How many lines of the data below contain the string "wood"? Case matters, and your reply should be the number alone.
[START OF Items]
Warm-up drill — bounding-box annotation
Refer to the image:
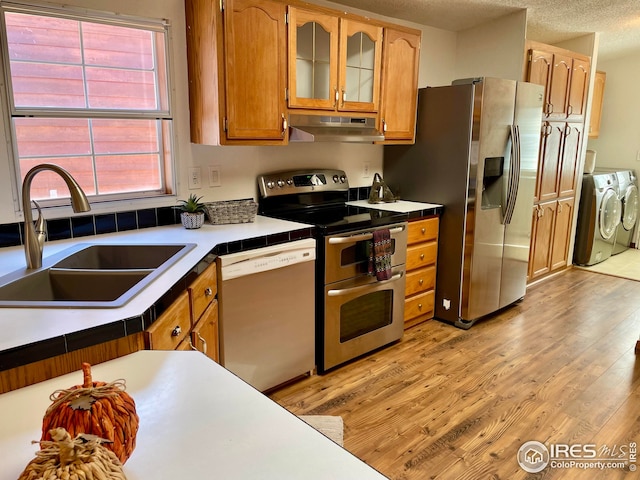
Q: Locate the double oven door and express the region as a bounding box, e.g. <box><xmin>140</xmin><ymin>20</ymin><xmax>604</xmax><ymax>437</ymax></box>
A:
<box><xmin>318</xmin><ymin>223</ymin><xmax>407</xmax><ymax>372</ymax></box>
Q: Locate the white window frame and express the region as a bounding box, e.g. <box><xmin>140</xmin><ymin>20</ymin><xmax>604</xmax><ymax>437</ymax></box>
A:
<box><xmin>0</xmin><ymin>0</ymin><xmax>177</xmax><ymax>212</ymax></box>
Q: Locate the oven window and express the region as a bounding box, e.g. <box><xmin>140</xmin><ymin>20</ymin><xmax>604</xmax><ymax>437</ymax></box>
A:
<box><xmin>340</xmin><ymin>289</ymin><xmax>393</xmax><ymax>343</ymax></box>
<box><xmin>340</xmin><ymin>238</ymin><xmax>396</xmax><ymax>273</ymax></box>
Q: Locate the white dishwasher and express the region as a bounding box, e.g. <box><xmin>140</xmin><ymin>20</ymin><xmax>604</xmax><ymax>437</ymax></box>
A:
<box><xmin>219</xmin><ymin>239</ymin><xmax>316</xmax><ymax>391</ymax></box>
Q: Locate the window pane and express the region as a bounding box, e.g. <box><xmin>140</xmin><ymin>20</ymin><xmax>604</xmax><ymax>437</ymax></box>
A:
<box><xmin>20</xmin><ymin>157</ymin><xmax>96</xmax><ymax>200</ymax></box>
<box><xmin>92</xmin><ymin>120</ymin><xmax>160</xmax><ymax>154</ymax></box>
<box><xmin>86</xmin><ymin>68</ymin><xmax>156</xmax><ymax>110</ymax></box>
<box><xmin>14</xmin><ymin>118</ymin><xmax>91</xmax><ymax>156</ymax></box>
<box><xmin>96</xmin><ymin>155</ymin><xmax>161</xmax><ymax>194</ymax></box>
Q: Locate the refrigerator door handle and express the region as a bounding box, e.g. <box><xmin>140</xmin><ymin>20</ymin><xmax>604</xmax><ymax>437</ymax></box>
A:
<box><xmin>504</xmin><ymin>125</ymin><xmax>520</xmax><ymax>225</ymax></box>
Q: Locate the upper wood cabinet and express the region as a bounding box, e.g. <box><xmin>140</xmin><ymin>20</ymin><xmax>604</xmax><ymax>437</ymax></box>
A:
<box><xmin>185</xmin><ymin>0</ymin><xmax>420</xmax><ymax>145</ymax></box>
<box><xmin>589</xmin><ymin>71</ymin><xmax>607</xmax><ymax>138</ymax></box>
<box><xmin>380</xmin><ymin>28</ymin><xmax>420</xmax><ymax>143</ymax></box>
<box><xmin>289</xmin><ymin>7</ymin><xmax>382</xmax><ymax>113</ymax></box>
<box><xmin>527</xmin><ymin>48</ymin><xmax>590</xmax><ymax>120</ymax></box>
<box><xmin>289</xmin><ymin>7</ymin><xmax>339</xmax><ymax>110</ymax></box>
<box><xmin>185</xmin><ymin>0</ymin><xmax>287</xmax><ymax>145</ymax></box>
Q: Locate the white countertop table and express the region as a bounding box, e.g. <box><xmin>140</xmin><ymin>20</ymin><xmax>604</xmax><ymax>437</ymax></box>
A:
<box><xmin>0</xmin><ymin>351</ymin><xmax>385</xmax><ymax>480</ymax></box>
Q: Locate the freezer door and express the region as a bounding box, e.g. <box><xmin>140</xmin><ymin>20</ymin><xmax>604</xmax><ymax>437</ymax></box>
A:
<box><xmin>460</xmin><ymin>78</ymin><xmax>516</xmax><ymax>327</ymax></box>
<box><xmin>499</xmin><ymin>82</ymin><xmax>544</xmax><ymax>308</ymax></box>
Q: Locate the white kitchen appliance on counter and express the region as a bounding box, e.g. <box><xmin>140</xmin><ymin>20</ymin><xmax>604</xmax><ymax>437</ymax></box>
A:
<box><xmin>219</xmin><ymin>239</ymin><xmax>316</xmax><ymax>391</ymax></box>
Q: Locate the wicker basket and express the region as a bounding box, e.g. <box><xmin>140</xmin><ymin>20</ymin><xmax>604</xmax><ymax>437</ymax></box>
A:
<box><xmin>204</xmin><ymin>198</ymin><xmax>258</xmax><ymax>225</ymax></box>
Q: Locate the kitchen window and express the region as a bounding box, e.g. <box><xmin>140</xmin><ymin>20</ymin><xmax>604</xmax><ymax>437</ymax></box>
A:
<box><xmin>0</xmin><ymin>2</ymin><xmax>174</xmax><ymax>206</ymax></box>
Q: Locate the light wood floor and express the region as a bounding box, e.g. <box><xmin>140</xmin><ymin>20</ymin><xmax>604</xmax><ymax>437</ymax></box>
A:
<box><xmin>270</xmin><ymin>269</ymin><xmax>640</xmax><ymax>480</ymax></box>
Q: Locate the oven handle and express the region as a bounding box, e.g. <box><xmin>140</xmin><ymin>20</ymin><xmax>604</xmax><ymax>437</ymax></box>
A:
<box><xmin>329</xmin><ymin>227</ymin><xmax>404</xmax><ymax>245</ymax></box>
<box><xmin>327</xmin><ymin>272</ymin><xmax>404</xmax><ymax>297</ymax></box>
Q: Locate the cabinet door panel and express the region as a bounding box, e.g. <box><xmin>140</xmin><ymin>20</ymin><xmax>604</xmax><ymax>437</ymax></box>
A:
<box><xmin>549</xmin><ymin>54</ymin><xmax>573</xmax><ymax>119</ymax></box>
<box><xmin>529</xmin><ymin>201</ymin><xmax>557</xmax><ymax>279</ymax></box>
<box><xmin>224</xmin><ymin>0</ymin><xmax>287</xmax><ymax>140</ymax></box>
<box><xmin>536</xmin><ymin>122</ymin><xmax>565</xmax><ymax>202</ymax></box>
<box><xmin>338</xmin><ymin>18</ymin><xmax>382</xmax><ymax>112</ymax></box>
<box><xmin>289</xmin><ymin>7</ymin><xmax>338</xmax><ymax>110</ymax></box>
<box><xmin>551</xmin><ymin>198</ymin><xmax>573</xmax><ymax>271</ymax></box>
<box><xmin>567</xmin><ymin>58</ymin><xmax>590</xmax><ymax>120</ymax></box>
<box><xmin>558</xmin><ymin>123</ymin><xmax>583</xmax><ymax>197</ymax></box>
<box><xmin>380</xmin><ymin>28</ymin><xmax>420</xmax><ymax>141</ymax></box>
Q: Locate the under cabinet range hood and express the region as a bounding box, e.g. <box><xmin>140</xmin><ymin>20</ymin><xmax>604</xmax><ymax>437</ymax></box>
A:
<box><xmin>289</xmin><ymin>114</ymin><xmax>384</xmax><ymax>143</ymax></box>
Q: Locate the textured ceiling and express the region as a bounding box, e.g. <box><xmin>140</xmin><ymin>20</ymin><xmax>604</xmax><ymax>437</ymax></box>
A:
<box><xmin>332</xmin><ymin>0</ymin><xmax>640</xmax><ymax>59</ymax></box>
[END OF Items]
# Response for this exercise:
2